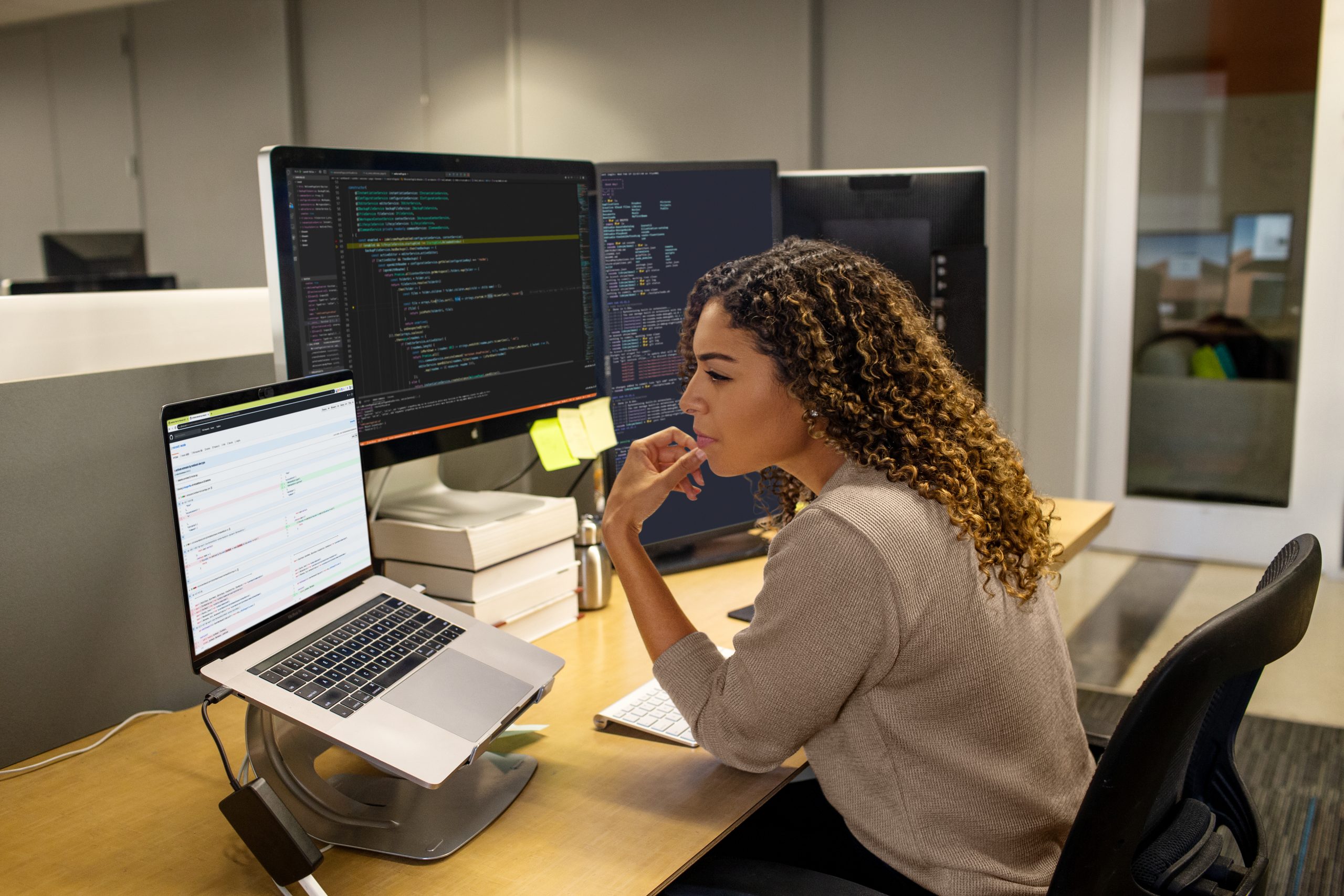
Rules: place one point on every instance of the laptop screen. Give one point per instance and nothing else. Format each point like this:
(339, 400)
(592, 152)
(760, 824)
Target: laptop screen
(269, 496)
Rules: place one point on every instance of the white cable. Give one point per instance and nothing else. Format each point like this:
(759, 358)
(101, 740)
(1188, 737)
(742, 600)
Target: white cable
(76, 753)
(312, 887)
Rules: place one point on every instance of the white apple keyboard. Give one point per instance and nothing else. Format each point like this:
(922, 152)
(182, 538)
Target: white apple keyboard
(648, 708)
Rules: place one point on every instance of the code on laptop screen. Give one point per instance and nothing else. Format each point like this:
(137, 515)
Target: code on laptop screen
(270, 507)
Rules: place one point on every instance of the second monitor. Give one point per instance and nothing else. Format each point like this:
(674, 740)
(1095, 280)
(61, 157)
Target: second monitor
(662, 227)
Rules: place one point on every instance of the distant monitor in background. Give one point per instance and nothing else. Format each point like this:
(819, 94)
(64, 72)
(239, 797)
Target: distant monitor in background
(662, 227)
(94, 254)
(1257, 275)
(87, 284)
(925, 225)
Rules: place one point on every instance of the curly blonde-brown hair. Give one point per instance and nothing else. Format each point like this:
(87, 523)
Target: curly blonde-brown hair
(853, 343)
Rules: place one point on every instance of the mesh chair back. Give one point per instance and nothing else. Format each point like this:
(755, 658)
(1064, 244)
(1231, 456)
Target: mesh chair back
(1175, 741)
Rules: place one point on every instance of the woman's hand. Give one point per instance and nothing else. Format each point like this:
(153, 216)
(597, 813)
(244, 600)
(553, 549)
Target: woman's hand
(656, 467)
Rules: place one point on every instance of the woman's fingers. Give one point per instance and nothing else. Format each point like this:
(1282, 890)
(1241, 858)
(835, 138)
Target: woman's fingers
(664, 438)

______

Once you reach the line that contains "Rules: place one point on every instance of the second", print it and every line after it exactly as written, stopping at the last line of the records and adding nothing.

# Output
Rules: place one point on every instance of the second monitor. Give one point per instance and nothing else. Format each point like this:
(674, 740)
(1095, 280)
(61, 157)
Target: second monitor
(662, 227)
Rules: place one point on every instance of the distant monitor in background. Give one point per instance and nothing else. Format each point like this:
(819, 94)
(64, 72)
(239, 797)
Target: distant monitor in background
(662, 227)
(94, 254)
(1257, 275)
(87, 284)
(925, 225)
Rules: place one point on every instance of the curly blonde-brown hair. Give one point per instance and nothing else. Format each point like this:
(87, 523)
Target: curly blonde-brown hair
(853, 343)
Rules: place one point on every instance of the mesh chair back. Give one point per instance and nothing else. Format each point like this:
(755, 658)
(1064, 244)
(1231, 456)
Target: mesh chair back
(1175, 741)
Rules: place one point on every instance of the woman's hand. Give one point per instance and nothing else. Format each point like this:
(153, 216)
(597, 813)
(244, 600)
(553, 549)
Target: woman's hand
(656, 467)
Rules: place one point on every instance of the woman's fingers. Give one point per instance and nothing else. Format each point like this:
(1282, 890)
(1241, 858)
(835, 138)
Target: woman's fingers
(664, 438)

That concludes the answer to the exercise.